Records from a point labeling set:
[start]
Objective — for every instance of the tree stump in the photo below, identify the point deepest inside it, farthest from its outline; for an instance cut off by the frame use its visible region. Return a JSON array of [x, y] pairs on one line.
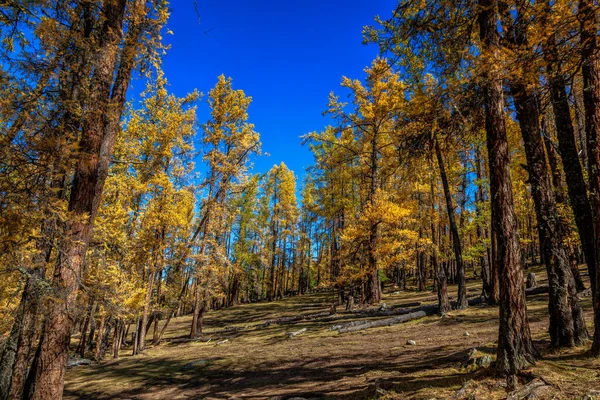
[[349, 303], [531, 281]]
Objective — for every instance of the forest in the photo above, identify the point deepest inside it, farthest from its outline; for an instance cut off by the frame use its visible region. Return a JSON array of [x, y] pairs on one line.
[[444, 242]]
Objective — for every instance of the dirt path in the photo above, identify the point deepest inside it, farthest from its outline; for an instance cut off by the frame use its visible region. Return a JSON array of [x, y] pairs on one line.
[[263, 363]]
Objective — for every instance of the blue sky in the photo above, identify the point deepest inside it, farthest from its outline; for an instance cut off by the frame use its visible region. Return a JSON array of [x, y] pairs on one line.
[[287, 55]]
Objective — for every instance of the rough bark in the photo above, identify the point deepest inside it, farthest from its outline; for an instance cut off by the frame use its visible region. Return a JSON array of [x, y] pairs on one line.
[[99, 130], [515, 348], [576, 185], [563, 305], [456, 245], [590, 71]]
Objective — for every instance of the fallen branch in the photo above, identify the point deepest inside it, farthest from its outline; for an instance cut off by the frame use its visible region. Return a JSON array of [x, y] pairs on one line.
[[384, 322], [294, 334], [537, 290]]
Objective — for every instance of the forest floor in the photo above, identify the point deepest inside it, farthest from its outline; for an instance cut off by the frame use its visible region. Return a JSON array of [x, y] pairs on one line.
[[259, 362]]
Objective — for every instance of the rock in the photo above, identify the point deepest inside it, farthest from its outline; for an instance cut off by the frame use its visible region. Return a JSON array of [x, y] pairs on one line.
[[464, 391], [194, 364], [531, 281], [592, 395], [535, 389], [75, 362], [477, 359]]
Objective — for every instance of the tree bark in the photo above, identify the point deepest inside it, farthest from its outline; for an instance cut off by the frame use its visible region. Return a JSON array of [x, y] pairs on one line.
[[99, 130], [456, 245], [515, 348], [567, 326], [590, 70], [567, 147]]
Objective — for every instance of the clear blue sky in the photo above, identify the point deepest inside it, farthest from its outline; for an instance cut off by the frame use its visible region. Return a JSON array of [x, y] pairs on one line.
[[287, 55]]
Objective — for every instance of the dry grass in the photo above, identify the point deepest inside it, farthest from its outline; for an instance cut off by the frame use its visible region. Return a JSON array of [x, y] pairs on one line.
[[263, 363]]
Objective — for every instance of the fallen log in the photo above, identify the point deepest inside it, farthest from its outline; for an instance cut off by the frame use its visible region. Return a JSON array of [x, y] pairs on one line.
[[408, 314], [384, 322], [295, 318], [294, 334]]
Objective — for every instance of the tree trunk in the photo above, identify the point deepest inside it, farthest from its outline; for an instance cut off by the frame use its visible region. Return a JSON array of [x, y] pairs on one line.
[[563, 304], [46, 377], [515, 348], [456, 245], [567, 147], [590, 70]]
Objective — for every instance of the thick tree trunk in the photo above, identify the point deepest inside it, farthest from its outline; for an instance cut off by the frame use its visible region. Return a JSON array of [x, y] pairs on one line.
[[456, 245], [483, 259], [145, 314], [563, 304], [590, 70], [46, 377], [557, 180], [567, 147], [515, 348]]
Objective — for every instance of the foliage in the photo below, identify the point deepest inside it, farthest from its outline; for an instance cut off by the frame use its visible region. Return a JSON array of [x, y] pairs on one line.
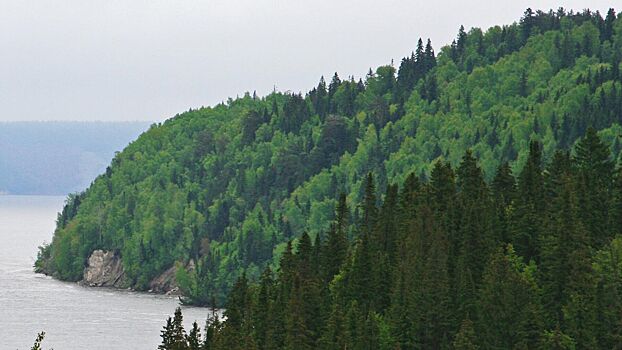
[[227, 186], [421, 274]]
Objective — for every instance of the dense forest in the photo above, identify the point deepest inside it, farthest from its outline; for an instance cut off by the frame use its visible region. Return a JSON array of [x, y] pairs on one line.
[[522, 262], [227, 187]]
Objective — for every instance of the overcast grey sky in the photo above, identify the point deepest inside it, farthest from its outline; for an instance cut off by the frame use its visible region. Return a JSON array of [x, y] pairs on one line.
[[147, 60]]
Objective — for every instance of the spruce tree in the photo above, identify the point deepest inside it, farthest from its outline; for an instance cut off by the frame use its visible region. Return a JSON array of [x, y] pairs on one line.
[[594, 180]]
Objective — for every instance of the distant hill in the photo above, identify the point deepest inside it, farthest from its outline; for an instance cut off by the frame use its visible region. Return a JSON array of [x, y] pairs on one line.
[[56, 158]]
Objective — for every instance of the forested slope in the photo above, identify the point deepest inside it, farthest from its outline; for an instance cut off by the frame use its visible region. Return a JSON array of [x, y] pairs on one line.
[[228, 186]]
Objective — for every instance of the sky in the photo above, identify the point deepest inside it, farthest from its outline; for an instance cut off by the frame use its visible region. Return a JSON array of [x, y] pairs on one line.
[[148, 60]]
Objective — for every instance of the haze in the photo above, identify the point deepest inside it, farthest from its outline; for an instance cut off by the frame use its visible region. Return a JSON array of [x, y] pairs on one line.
[[147, 60]]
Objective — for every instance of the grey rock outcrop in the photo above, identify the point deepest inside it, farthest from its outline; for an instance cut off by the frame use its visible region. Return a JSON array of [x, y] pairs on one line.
[[104, 269]]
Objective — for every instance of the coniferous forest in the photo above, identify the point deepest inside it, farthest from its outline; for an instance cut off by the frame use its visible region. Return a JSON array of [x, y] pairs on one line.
[[525, 261], [480, 201]]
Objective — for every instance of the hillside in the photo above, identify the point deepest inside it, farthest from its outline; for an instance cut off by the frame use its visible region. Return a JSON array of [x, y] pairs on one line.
[[228, 186], [57, 158]]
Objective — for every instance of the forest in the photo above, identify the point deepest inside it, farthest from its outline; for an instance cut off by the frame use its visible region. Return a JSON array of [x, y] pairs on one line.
[[531, 261], [231, 189]]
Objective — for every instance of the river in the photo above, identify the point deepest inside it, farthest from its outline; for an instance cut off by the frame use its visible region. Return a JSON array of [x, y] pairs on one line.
[[73, 317]]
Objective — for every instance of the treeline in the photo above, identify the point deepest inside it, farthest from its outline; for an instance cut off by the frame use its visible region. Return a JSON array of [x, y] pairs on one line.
[[451, 262], [226, 187]]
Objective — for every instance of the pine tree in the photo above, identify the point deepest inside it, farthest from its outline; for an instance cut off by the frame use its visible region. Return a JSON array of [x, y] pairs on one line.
[[466, 338], [594, 179], [508, 304], [194, 338], [475, 238], [167, 336], [529, 206]]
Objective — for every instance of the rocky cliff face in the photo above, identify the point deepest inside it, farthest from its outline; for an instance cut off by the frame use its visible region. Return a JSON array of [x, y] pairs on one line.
[[105, 269]]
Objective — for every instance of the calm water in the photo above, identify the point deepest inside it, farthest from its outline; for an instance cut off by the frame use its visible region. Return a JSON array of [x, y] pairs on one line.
[[73, 317]]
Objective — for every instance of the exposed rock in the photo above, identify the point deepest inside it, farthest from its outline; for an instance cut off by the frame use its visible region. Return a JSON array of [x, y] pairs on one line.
[[104, 270]]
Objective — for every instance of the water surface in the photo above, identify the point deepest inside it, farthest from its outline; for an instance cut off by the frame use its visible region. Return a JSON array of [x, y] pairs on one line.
[[74, 317]]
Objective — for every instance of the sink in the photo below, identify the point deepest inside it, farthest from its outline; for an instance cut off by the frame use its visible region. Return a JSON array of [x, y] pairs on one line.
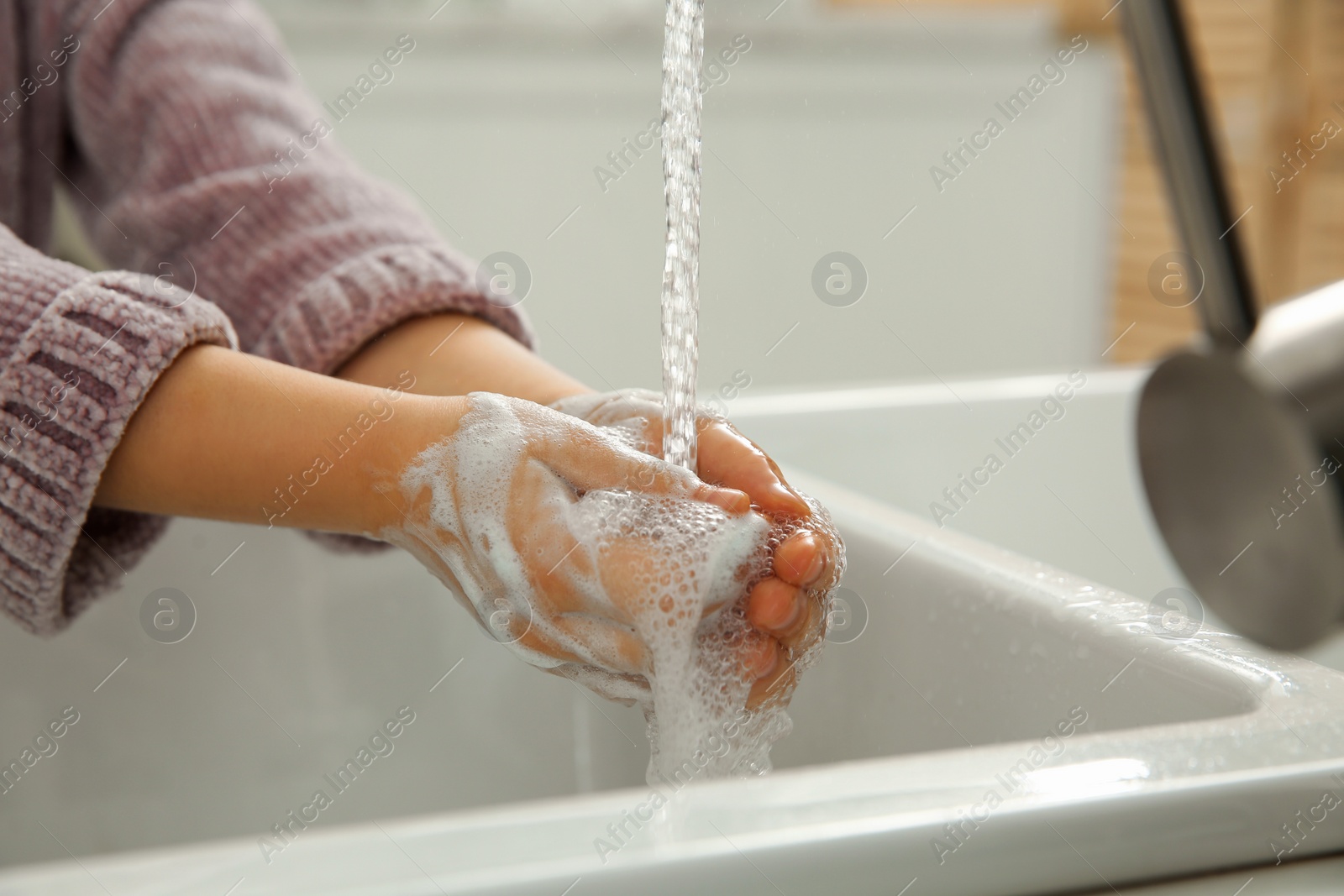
[end]
__What is required__
Reproduce every row above word for word, from the first line through the last. Leave the pictures out.

__Reply__
Objective — for every instance of the tree stump in the photo below, identify the point deepest inside it, farthest from its outline; for an instance cut off by the frame use its visible region. Return a JSON array of [x, y] pairs on one line.
[[349, 303], [531, 281]]
Objective — for every instance of the forest in the photo above, identify the point deepest inside it, farthest from its outline; for an instance cut off by the frame use its visible region. Return a JSON array of [x, y] pairs on one line.
[[444, 242]]
Objective — for every instance of the dirt path in the photo above, identify the point deepest inside it, farthest from its outline; for an instance cut off by the frame use its visible region. Return a JSON array of [x, y] pairs on one line.
[[263, 363]]
Objective — for every instance of the blue sky in the photo above, identify the point deepest inside it, farthest from its outline; for an instance cut off by the frame use its visible region. Return a JSON array of [x, y] pairs on one line.
[[287, 55]]
Objective — for every instance of the rough bark in the photo above, identify the point deepest inside it, farthest from its outline; for an instance cut off by the frame use its visible region. Return a JSON array of [x, y] pairs on one line.
[[99, 130], [515, 348], [576, 185], [563, 305], [456, 245], [590, 71]]
Objective — for every instance of the fallen branch in the photo above, identify the point deepest inside it, farthest from its outline; for an instance cut off by the frame use its visible region. Return a JSON array of [x, y] pairs on one line.
[[384, 322], [294, 334], [537, 290]]
Objective — for every instance of the forest floor in the photo above, identify the point deepest inside it, farthest from its outline; for an instance cut off by the frame use its visible region. Return a JSON array of [x, y] pairs on one line.
[[259, 362]]
Objective — for every instance of the rock in the photo above, identify the point deepest inside it, farthest from its outline; for an instance cut off by the frame use its visible region. Return a JSON array of [x, y] pairs on one line.
[[464, 391], [194, 364], [531, 281], [592, 395], [535, 389], [75, 362], [477, 359]]
Objective — for every instance of the tree bark in the photo above, identify the point deepest inside it, farthest from its outline; for an instance cut off by the frame use its visible region. Return a JSON array of [x, y] pairs on one line.
[[99, 130], [456, 245], [515, 348], [567, 326], [590, 70], [567, 147]]
Objective — for every instance of the clear blue sky in the photo above, identify the point deepest inside it, farthest from its outline; for an instance cut off by the frame use its visible region. Return a JSON array of [x, y] pairs on one line.
[[287, 55]]
Objective — for every instance of the dry grass in the photo above, identify the point deepest inside it, farthest from its outline; for an instance cut off by the frame use its visible region. Return a JSON array of [x, y] pairs on one line.
[[263, 363]]
Objective — for every instance of the fallen log in the photo above, identify the point deepest inside it, farthest from its outline; for an instance cut off by the frame use its visible region. Return a JSON array of [x, y] pairs on one line.
[[408, 314], [384, 322], [295, 318], [294, 334]]
Objective — for every instance of the tree trunk in the photo above, identify the point deepest inside it, farthest from its outline; for an instance cut off by the frame use its visible region. Return a JSON array of [x, y] pairs on one line.
[[563, 304], [46, 377], [515, 348], [456, 245], [567, 147], [590, 70]]
Objective — for every instance of the thick tree trunk in the photo above, identify the point deepest inside it, farthest from its outline; for an instance cut off by the frame use its visible region. Return a JSON array of [x, y] pairs on one line.
[[456, 245], [483, 259], [145, 314], [563, 304], [590, 70], [46, 377], [557, 180], [567, 147], [515, 348]]
Objective — for every instance of the foliage in the photo below, identify the point deepest inside it, farthest from its outline; for an instance cut off by the frame use its visible region. Return a JSON array of [x, y] pairs on one line.
[[227, 186], [421, 274]]
Objective — for every instance of the dense forest in the photo above, identify the point deepest inside it, farthest from its outline; for an instance cut off by the frame use its visible region. Return a JSON array of [x, y] pairs on one line.
[[522, 262], [227, 187]]
Objective — for every instance of the overcast grey sky in the photo above, identify the point deepest inside it, farthest from its outline; for an instance cut off by the frame use its visible region. Return a JSON array of [x, y] pairs on one line.
[[147, 60]]
Objective — for every instance of the spruce tree in the photo above, identify the point deepest inside it, farthest from its outline; for an instance cut off by the frame use its visible region. Return a JSON array of [x, y] pairs on one line.
[[594, 180]]
Objective — for every instance of the distant hill in the photo above, identify the point deepest inside it, farthest from its outline; for an instance cut off by the frame use its visible region. Return a JSON array of [x, y] pairs on one line.
[[56, 158]]
Objective — for every instance of the forested slope in the photo above, identify the point deepest inside it, farthest from its outline; for an instance cut off by the frame use its visible region. Return a JSON array of [x, y] pairs on one line.
[[228, 186]]
Objective — for every instance of the sky in the photo above, identify the point deepest inside it, farthest from its outline; for an instance cut off by the frame use its visible region. Return a JSON array of [x, y] pairs on one line.
[[148, 60]]
Objective — for every instance of the haze in the photo above, identify the point deepest inside it, farthest from its outline; for an instance cut off by the frame use its visible region. Return a JSON array of [x, y] pairs on one line.
[[147, 60]]
Objective — for every instance of the grey rock outcrop in the photo above, identify the point deepest inside it, farthest from its outline; for an instance cut off by the frame use its visible region. Return a JSON array of [x, y] pairs on one line.
[[104, 269]]
Objective — for every instance of the coniferous forest in the photo above, identify the point deepest inside it, farthest from its outline; for an instance cut off by the frame use its visible region. Return a JSON array of [x, y] pairs on one line.
[[525, 261], [480, 201]]
Objective — for every instance of the hillside in the photo above, identify the point deepest inside it, farthest from its outline; for an instance cut off by the frame use its visible region. Return a JSON array of [x, y] pairs on one line.
[[228, 186], [57, 158]]
Objective — for every instance of the forest in the photo above, identify the point deepest inside it, farthest from its outline; for an instance cut off by the frame use its visible region. Return a JSON array of [x, y] pairs on one line.
[[531, 261], [231, 189]]
Objective — for every instance of the river in the photo above, identify the point deepest inside it, farthest from its outline; for an instance cut off by the frame use its visible region. Return a JSON array of [x, y] pairs on one line.
[[73, 317]]
Objective — for every instance of the treeline in the photo above, identify the point deepest inside it, farthest from its outline; for an instance cut off by the frame use its visible region. Return a JSON array of [x, y] pairs on one line.
[[451, 262], [226, 187]]
Objective — for every instance of the pine tree in the photo above, identify the point deepest inside it, farthest from its outline; for an instance cut off by the frame use its visible region. Return a JSON array of [x, y] pairs on one line.
[[466, 338], [594, 179], [508, 304], [194, 338], [475, 238], [167, 336], [529, 206]]
Objective — for every instance of the rocky cliff face in the photo above, identify the point deepest inside it, farthest from its outline; for an instance cut off by the frame use its visible region. Return a JSON array of [x, y] pairs on one line.
[[105, 269]]
Objective — for every instance of the calm water in the photo above, identify the point deepest inside it, farthest from its outline; for an instance cut off by the frame use its visible region. Return a JSON array of [x, y] pairs on one line.
[[73, 317]]
Objective — for every instance of the exposed rock in the photo above, identify the point deepest inside it, farthest from its outline; for an instance cut off by the frame use its visible region. Return a JSON array of [x, y] pairs on one line.
[[104, 270]]
Objective — for every instance of the water surface in the photo above, identify the point deepest inside it, farthest from its outline; for an instance cut off by the frame use its visible region. Return a JSON array of [x, y] pairs on one line.
[[74, 317]]
Objective — for every instance of the sink in the photo below, identify the point deepest inside it, farthest from its outline; for an instance cut off by the frame use its visible region. Return a JSON array of [x, y] pairs on one line.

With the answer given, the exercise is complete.